■ **Exercise instructions**
Every record here needs to be retyped exactly.

═════ Data ═════

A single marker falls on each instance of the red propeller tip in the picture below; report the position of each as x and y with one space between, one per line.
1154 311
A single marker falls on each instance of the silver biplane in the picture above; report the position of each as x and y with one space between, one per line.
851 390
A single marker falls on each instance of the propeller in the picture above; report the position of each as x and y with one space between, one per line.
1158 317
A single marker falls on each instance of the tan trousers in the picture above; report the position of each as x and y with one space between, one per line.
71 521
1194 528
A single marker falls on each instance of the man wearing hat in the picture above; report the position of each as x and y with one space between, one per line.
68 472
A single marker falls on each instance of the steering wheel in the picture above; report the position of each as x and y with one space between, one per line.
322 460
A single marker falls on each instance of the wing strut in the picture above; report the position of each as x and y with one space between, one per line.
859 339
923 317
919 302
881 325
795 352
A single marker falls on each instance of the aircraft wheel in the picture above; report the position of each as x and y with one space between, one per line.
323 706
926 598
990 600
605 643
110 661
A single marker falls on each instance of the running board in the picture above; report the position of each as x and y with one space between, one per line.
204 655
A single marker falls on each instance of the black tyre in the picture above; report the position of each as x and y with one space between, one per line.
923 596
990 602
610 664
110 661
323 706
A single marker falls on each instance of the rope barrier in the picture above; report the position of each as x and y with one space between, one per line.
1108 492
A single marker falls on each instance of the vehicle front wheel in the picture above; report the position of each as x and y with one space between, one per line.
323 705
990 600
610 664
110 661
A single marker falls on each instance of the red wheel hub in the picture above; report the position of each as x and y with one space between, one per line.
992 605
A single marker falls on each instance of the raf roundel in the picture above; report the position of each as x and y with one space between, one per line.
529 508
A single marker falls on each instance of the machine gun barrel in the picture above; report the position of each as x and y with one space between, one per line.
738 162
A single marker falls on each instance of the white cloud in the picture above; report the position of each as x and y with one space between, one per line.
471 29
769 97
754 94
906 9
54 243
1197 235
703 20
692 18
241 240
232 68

═════

■ **Written reply**
A single marker falls on each instance of the red propeller tip in the picture below; report the position of each as x and y with one space between, one per line.
1154 311
A single marker falls on each instance of the silver biplane in the picture above; report the position of each as x and y with one space between, one per line.
851 390
A single marker falls on each instance of the propeller in the picture above; report the position of each as x and y with one space between, one per line.
1158 317
A single marker falls on each instance of the tan trousers in the picture above; report the position of each as x and y with one space between, one per line.
71 521
1194 528
A single marker falls on each instance of the man wearing hat in the picture above; report the position of each as x and y with one space between, one per line.
68 472
A single marker falls on each instance of the steering wheel in the picture above; report the position of each as x and y with one space between, one per line.
322 460
A single marker falls on each instance of the wing strut in the picture above; report the position of each as x and y with one space between, one per line.
859 339
923 317
919 302
881 325
795 352
A single marker falls on each instance of the aircraft wheel in the picture above; report the position of each as x and y with one space between, one per line.
323 706
926 598
990 600
605 643
110 661
A single marker falls on each instance of the running board in the picture above; report the position of each as x and y with one space between, one per line.
204 655
A single marker falls on each instance of the black tyre in the picture above; report the position of each as x and y with one space between, one per line.
923 596
990 602
610 664
110 661
323 706
A single marker falls on each instance of the rope barrier in the picture above; report the position of each as x and y with one space between, one per line.
1108 492
A single marker falls on each instance of the vehicle front wheel in the picture above; report the position of each as x and y with one space between, one per line.
323 705
990 600
610 664
110 661
A single marker falls on each instance of the red wheel hub in the picture above; report the position of each as x and y with one space between, one per line.
992 605
A single marker falls on each instance of the raf roundel in the picture above; report the position of each as x and y with one space between, one per line.
529 508
A single marker falls on each instance of the machine gun barrel in the picture above; report the position of each as x and y with one space between, one per line.
738 162
A single marker falls on each instance of the white cloud in the picture above; report the position of each as x and y with one space between, one per line.
471 29
769 97
754 94
906 9
54 243
1197 235
703 20
692 18
241 240
232 68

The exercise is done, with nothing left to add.